▸ Prompt: Reproduce the listing verbatim.

--- Begin Material supplied ---

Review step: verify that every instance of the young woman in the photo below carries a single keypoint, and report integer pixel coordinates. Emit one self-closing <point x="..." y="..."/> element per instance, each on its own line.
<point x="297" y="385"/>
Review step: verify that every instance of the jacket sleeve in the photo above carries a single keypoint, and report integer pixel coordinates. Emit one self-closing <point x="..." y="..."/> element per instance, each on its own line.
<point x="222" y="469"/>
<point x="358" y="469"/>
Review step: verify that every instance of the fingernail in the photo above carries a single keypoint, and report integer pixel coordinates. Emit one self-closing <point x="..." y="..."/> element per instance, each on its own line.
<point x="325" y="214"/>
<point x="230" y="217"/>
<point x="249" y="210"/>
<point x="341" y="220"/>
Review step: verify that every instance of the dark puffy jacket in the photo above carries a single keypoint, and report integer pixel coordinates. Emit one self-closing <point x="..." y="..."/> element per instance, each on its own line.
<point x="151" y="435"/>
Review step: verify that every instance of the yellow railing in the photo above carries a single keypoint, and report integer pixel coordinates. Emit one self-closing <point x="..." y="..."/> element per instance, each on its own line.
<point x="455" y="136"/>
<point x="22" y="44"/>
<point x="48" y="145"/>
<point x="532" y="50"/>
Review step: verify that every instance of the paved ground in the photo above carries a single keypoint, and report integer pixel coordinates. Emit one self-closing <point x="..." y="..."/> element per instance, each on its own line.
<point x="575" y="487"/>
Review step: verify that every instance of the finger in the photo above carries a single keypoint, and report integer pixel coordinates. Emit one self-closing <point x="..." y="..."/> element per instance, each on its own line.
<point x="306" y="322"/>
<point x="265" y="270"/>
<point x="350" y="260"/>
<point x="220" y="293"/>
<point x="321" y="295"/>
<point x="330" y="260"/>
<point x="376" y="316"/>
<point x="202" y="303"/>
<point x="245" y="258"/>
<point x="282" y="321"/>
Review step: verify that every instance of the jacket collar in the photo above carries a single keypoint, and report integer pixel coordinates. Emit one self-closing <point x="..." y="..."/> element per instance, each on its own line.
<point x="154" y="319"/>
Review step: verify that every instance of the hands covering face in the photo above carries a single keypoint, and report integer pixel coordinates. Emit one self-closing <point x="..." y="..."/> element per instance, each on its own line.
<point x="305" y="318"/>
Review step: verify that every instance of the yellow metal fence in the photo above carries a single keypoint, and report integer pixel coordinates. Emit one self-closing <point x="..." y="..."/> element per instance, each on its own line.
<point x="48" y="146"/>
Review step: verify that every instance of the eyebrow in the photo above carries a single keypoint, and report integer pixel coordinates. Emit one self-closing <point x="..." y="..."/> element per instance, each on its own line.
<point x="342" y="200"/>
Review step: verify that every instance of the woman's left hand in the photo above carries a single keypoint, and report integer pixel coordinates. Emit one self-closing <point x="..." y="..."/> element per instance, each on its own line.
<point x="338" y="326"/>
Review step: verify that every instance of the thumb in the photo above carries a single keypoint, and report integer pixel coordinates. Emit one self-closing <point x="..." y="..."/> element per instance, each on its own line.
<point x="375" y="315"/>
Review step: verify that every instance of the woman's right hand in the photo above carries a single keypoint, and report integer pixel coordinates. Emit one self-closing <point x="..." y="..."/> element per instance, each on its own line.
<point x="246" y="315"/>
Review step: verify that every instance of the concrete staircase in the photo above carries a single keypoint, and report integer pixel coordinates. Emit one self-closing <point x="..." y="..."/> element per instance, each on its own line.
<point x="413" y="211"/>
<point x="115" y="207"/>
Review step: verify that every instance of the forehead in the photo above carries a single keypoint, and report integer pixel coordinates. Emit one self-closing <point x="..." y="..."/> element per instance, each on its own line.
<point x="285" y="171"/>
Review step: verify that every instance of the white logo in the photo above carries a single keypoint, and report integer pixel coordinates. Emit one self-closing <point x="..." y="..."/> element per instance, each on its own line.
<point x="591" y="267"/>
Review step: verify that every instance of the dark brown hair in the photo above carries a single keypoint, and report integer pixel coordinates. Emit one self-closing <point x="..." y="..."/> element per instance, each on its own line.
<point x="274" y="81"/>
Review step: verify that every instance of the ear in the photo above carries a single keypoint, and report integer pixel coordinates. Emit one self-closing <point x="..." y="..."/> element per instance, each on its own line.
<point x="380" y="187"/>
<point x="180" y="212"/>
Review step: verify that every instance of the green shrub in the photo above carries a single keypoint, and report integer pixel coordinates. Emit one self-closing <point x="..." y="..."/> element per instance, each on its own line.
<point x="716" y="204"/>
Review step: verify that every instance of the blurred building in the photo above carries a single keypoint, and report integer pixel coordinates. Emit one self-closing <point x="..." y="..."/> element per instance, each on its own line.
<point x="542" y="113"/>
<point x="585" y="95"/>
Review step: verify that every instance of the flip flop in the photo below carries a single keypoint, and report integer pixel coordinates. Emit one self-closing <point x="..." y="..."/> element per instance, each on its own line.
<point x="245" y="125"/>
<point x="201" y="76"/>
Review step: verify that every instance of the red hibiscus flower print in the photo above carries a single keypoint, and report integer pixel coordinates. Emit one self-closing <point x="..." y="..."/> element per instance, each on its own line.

--- End Material supplied ---

▸ Response below:
Review step: verify that every instance of the young woman in the photo below carries a single keypoint, and report integer pixel coordinates. Emit one self-closing <point x="..." y="..."/> element per instance, each on its own line.
<point x="297" y="385"/>
Review step: verify that every instance of the jacket sleeve in the photo above carries a single keypoint, and report integer pixel coordinates. Emit one self-closing <point x="..." y="..."/> element per instance, each on its own line.
<point x="222" y="469"/>
<point x="358" y="469"/>
Review step: verify that every instance of the fingernail in the photo above carries a single keypoint, and report integer pixel coordinates. Emit one self-closing <point x="..." y="..."/> element per instance, each on its own line.
<point x="325" y="214"/>
<point x="230" y="217"/>
<point x="249" y="210"/>
<point x="341" y="220"/>
Review step: verify that every instance of the dark puffy jacket in the photo above carries a single keypoint, and report integer pixel coordinates. Emit one self-closing <point x="..." y="..."/> element per instance, each on its own line.
<point x="151" y="435"/>
Review step: verify that every instance of the yellow railing in the photo above carries a single keypoint, and report integer pixel coordinates. Emit one self-closing <point x="..." y="..."/> element per instance, each on its own line.
<point x="455" y="136"/>
<point x="22" y="44"/>
<point x="48" y="145"/>
<point x="532" y="50"/>
Review step: verify that every instance of the paved ground in the photo above carries a single keypoint, and report integer pixel coordinates. Emit one self-closing <point x="..." y="..."/> element per instance, each on its own line.
<point x="575" y="487"/>
Review step: verify that every instance of the finger in the photo above carries a single keypoint, and report integer pixel coordinates. Emit one self-closing <point x="..." y="..."/> element per instance, each on its own line.
<point x="306" y="322"/>
<point x="265" y="270"/>
<point x="350" y="260"/>
<point x="220" y="293"/>
<point x="321" y="295"/>
<point x="330" y="260"/>
<point x="376" y="316"/>
<point x="202" y="303"/>
<point x="245" y="258"/>
<point x="282" y="321"/>
Review step: verify that every instance of the jacket collar in the photo above carries a single keypoint, and report integer pixel coordinates. Emit one self-closing <point x="..." y="..."/> element per instance, each on its own line.
<point x="154" y="319"/>
Review step: verify that every instance of the hands covering face in the photo above carries a single keypoint, and report integer pixel coordinates. Emit one self-closing <point x="..." y="..."/> element per instance, each on its own line.
<point x="305" y="318"/>
Review step: verify that every instance of the yellow metal fence in the photo above carries a single keypoint, and report integer pixel coordinates. Emit one self-closing <point x="..." y="..."/> element per instance, each on its own line.
<point x="48" y="146"/>
Review step: verify that every instance of the eyebrow in the photo above carries a single keypoint, and report integer pixel coordinates. Emit one self-closing <point x="..." y="..."/> element per instance, each on its own line.
<point x="342" y="200"/>
Review step: verify that every instance of the woman's left hand in the photo above carries a single keypoint, and report integer pixel coordinates. Emit one self-closing <point x="..." y="..."/> element per instance, each on its own line.
<point x="338" y="326"/>
Review step: verify that every instance of the thumb in the photo above carries a single keypoint, and report integer pixel coordinates. Emit one self-closing <point x="..." y="..."/> element per instance, each on its own line.
<point x="375" y="315"/>
Review step: verify that every instance of the woman's right hand in the photo above carries a single keypoint, and report integer pixel coordinates. Emit one self-closing <point x="..." y="..."/> element per instance, each on its own line.
<point x="246" y="315"/>
Review step: verify that every instance of the concrete staircase in the photo above carries a single keypoint, and report integer pixel coordinates. Emit one self-closing <point x="..." y="..."/> element per instance, each on its own line.
<point x="413" y="211"/>
<point x="115" y="207"/>
Review step: verify that every instance of the forehead in the photo above carries a single keypoint, and report integer pixel coordinates. Emit one self-closing <point x="..." y="..."/> element per instance, each on its own line.
<point x="285" y="171"/>
Review step: verify that every instance of the white logo in the photo above carries a single keypoint, and report integer pixel coordinates. Emit one self-closing <point x="..." y="..."/> element per instance, each on its own line.
<point x="591" y="267"/>
Review step: verify that every instance of the dark brown hair in the photo above carries a single keypoint, and report integer pixel coordinates. Emit one self-closing <point x="..." y="..."/> element per instance, each on its own line.
<point x="274" y="81"/>
Review step: verify that every instance of the ear in the photo above carries a single keypoint, and report integer pixel coordinates. Emit one self-closing <point x="..." y="..."/> element per instance, each on its own line.
<point x="380" y="187"/>
<point x="180" y="212"/>
Review step: verify that every instance of the green shrub in the photo above carries a single keypoint, and report integer pixel coordinates. Emit one self-closing <point x="..." y="..."/> element per instance, each on its own line.
<point x="716" y="204"/>
Review step: verify that every instance of the blurred building in the photo above carries a single keypoint, and report integer pixel coordinates. Emit one self-closing <point x="..." y="..."/> element per instance, each on its own line.
<point x="542" y="113"/>
<point x="585" y="95"/>
Review step: verify that every instance of the flip flop in the photo below carries a single keypoint, and report integer pixel coordinates. Emit one self-closing <point x="..." y="..."/> element per instance, each on its own line.
<point x="245" y="125"/>
<point x="201" y="76"/>
Review step: verify that every instance of the red hibiscus flower print in the photo above carries a single keypoint, and report integer pixel coordinates. Emit one self-closing <point x="..." y="..."/> element per instance, each on its own line.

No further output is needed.